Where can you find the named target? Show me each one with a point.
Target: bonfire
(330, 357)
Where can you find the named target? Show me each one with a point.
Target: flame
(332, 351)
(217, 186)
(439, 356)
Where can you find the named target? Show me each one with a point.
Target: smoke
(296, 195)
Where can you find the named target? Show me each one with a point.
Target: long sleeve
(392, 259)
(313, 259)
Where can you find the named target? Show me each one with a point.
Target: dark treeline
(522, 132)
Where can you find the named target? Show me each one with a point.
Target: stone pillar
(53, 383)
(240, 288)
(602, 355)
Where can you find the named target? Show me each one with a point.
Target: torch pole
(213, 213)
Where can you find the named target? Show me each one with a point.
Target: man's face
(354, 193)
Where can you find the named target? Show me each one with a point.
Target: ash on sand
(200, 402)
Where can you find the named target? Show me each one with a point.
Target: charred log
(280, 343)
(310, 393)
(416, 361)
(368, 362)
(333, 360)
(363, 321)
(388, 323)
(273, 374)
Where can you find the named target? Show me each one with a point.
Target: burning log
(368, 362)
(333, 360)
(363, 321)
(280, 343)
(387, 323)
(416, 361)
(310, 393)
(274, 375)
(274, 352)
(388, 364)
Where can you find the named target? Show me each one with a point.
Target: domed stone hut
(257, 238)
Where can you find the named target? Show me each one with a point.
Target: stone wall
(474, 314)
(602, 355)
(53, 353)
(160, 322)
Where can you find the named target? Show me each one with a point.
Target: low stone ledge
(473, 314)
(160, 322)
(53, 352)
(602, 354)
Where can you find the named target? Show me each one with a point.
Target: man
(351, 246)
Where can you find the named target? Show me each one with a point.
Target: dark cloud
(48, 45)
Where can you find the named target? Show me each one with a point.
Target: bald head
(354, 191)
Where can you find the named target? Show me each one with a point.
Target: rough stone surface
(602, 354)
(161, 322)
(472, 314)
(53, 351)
---+---
• [WHAT TO DO]
Without any alteration, repeat each entry shown above.

• [SOLUTION FOR THIS PROBLEM]
Where can you find the named target? Show me each one with a point.
Target: bonfire
(330, 357)
Where can you find the named target? Show me each one with a point.
Target: flame
(332, 351)
(217, 186)
(439, 356)
Where can you find the named target? Show me each one with a point.
Target: smoke
(296, 195)
Where can you find the named target? Show me each one with a point.
Target: long sleeve
(392, 259)
(313, 259)
Where can you find the named target? Show me each one with a point.
Target: dark treeline
(522, 132)
Where can you find the named target? Show me each one with a point.
Target: stone pillar
(53, 383)
(240, 288)
(602, 355)
Where can you find the named target? Show me each one with a point.
Target: torch pole
(213, 213)
Where can you find the named target? Show me each one with a point.
Target: man's face
(354, 193)
Where can you find the named target? Show me each one with a point.
Target: ash on sand
(200, 402)
Where can you find the named target? Show me each one with a point.
Target: charred log
(280, 343)
(310, 393)
(416, 361)
(368, 362)
(333, 360)
(363, 321)
(388, 323)
(273, 374)
Where can you find the named target? Show me each one with a point.
Target: burning log
(368, 362)
(333, 360)
(363, 321)
(280, 343)
(387, 323)
(416, 361)
(310, 393)
(274, 375)
(274, 352)
(388, 364)
Where can you find the named target? Show me each one with a point.
Target: domed stone hut
(257, 238)
Where can you find the named target? Show me each one with a point.
Target: stone wall
(474, 314)
(602, 355)
(53, 353)
(160, 322)
Where can you find the named target? Show me each one with a point.
Target: low stone ledge
(473, 314)
(160, 322)
(53, 352)
(602, 354)
Where can you find the named target? Show me each one with a point.
Target: man
(351, 246)
Where can you find the named target? Show me each one with a point.
Target: dark cloud
(48, 45)
Where can you find the named target? Show me each one with a point.
Target: bald head
(354, 191)
Where can you find the named target? Show me each one with a point.
Target: rough stone surface
(602, 354)
(161, 322)
(472, 314)
(53, 351)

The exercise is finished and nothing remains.